◆ **Document text**
Case ID: ad2d_267/html/0539-01.html
Source: Caselaw Access Project
Author: {"author": "—Mikoll, J.", "license": "Public Domain", "url": "https://static.case.law/"}
Date Created: 2024-08-24T03:29:51.129683

Pyramid Champlain Company, Appellant, v R.P. Brosseau & Company, Respondent. (Action No.1.) Westinghouse Electric Supply Company, Respondent-Appellant, v R.P. Brosseau & Company et al., Defendants, and Pyramid Champlain Company et al., Appellants-Respondents. (Action No. 2.)
    [699 NYS2d 516]
   —Mikoll, J.

Cross appeals from an order and judgment of the Supreme Court (Viscardi, J.), entered October 27, 1998 in Clinton County, upon a decision of the court in favor of defendant R.P. Brosseau & Company and plaintiff Westinghouse Electric Supply Company.

These consolidated actions involve various claims arising out of contracts for electrical work in connection with the construction of the Pyramid Champlain Centre North shopping mall in the Town of Plattsburgh, Clinton County. In early 1987, the owner/developer of the project, Pyramid Champlain Company, entered into three contracts with defendant R.P. Brosseau & Company (hereinafter Brosseau) to furnish and install electrical equipment in two “anchor” stores, Sears and J.C. Penne/s; the third contract covered electrical work within the mall building itself (hereinafter the mall contract). Most of the electrical equipment and supplies required for the project were custom designed and ordered by Brosseau from plaintiff Westinghouse Electric Supply Company (hereinafter WESCO), with the understanding that payment therefor could not be made until Pyramid paid Brosseau.

◆ **Record list**
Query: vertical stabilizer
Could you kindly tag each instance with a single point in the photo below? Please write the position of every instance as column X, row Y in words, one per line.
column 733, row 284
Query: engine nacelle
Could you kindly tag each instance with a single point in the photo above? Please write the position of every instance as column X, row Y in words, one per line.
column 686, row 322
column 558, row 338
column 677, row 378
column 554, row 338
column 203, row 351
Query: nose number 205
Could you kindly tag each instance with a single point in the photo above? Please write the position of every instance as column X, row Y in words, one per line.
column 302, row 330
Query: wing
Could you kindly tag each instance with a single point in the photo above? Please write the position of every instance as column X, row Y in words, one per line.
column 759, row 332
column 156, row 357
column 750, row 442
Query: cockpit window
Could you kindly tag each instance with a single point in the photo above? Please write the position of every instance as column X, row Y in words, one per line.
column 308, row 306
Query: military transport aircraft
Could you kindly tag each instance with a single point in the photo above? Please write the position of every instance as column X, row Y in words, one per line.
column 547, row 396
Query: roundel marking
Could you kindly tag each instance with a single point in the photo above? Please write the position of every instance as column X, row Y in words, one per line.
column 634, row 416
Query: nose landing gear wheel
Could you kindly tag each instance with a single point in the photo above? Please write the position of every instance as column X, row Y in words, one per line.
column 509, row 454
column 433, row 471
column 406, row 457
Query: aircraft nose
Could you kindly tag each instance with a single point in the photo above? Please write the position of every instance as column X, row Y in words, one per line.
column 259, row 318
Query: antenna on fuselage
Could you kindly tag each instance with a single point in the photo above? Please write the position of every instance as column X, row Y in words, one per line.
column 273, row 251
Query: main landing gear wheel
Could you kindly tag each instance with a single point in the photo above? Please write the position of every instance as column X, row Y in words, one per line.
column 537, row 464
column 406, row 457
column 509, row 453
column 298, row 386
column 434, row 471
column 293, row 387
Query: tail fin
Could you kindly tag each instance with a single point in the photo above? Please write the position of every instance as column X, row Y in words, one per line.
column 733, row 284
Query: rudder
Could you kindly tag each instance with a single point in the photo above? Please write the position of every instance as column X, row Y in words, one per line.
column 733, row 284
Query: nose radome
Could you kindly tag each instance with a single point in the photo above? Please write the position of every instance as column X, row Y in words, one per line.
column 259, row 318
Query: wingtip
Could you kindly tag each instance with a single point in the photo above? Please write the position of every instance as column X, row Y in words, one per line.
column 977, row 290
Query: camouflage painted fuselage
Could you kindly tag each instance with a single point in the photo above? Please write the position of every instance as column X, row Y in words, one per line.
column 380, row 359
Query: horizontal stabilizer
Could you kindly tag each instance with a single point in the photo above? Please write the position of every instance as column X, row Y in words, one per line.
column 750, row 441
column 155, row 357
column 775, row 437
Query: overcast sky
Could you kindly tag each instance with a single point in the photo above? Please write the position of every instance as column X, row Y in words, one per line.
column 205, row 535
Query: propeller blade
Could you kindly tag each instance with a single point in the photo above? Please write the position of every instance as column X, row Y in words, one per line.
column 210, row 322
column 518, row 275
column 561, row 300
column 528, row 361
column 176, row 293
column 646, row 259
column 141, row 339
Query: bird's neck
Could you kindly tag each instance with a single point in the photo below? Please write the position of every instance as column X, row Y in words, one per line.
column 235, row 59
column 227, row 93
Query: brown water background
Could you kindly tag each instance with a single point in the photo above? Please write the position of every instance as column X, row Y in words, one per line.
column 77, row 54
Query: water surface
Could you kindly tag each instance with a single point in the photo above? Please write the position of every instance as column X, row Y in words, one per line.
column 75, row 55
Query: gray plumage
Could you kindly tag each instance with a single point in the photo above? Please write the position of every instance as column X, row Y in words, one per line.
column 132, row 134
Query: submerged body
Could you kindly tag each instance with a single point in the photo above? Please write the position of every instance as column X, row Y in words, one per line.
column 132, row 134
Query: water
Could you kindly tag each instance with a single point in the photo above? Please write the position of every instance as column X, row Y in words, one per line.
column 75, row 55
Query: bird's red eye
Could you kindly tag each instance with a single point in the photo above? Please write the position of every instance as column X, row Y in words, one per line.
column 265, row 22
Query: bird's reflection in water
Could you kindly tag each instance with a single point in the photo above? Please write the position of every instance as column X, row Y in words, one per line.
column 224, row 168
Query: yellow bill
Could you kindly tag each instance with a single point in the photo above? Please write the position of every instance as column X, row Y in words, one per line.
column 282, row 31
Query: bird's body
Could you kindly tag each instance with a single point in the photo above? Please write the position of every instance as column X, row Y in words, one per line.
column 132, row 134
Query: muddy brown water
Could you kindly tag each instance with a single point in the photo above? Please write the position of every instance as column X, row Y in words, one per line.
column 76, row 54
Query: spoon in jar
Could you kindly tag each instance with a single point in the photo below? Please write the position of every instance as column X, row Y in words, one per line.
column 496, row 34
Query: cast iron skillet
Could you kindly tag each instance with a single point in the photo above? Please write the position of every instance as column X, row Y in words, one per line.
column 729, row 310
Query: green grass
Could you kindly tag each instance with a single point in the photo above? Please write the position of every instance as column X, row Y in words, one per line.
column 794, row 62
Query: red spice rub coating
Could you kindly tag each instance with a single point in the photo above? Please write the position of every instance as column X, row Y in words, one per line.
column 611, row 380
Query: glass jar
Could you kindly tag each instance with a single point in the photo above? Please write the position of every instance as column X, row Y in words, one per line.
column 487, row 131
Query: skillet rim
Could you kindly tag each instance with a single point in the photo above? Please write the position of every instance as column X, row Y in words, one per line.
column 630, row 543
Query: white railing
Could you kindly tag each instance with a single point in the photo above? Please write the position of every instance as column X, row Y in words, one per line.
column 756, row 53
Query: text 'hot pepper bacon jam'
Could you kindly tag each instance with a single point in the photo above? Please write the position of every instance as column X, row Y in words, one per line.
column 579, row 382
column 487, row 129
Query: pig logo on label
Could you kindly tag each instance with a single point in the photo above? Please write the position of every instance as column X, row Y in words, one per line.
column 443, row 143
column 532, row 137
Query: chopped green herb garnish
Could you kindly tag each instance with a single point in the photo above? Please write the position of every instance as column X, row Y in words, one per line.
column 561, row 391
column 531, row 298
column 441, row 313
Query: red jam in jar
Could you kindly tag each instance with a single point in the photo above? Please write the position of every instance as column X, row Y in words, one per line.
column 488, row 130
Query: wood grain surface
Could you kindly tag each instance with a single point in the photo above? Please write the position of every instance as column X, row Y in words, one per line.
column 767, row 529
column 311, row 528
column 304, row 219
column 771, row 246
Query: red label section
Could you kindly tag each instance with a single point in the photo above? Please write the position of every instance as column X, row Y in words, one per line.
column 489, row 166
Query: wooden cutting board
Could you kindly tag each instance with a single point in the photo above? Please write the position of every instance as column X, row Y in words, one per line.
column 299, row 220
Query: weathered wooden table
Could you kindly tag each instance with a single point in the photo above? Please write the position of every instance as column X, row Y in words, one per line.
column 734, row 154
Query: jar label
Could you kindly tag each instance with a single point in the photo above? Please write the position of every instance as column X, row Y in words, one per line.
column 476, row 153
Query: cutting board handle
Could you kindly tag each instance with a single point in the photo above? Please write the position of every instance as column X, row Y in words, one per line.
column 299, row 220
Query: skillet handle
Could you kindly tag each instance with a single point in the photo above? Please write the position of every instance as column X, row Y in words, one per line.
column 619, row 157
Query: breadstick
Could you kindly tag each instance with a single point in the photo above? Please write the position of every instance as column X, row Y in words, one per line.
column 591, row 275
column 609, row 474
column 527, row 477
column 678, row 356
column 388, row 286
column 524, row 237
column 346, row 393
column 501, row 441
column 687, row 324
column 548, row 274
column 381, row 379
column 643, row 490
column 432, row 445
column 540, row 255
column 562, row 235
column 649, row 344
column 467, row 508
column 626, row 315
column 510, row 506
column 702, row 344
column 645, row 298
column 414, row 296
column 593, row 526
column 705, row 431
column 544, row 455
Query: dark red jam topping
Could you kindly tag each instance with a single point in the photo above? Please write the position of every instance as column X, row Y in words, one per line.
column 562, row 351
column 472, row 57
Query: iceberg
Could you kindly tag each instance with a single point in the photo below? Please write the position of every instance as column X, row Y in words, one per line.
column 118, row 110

◆ **The task**
Reproduce the court opinion text above in full, character for character.

◆ **Output**
Case ID: ad2d_267/html/0539-01.html
Source: Caselaw Access Project
Author: {"author": "—Mikoll, J.", "license": "Public Domain", "url": "https://static.case.law/"}
Date Created: 2024-08-24T03:29:51.129683

Pyramid Champlain Company, Appellant, v R.P. Brosseau & Company, Respondent. (Action No.1.) Westinghouse Electric Supply Company, Respondent-Appellant, v R.P. Brosseau & Company et al., Defendants, and Pyramid Champlain Company et al., Appellants-Respondents. (Action No. 2.)
    [699 NYS2d 516]
   —Mikoll, J.

Cross appeals from an order and judgment of the Supreme Court (Viscardi, J.), entered October 27, 1998 in Clinton County, upon a decision of the court in favor of defendant R.P. Brosseau & Company and plaintiff Westinghouse Electric Supply Company.

These consolidated actions involve various claims arising out of contracts for electrical work in connection with the construction of the Pyramid Champlain Centre North shopping mall in the Town of Plattsburgh, Clinton County. In early 1987, the owner/developer of the project, Pyramid Champlain Company, entered into three contracts with defendant R.P. Brosseau & Company (hereinafter Brosseau) to furnish and install electrical equipment in two “anchor” stores, Sears and J.C. Penne/s; the third contract covered electrical work within the mall building itself (hereinafter the mall contract). Most of the electrical equipment and supplies required for the project were custom designed and ordered by Brosseau from plaintiff Westinghouse Electric Supply Company (hereinafter WESCO), with the understanding that payment therefor could not be made until Pyramid paid Brosseau.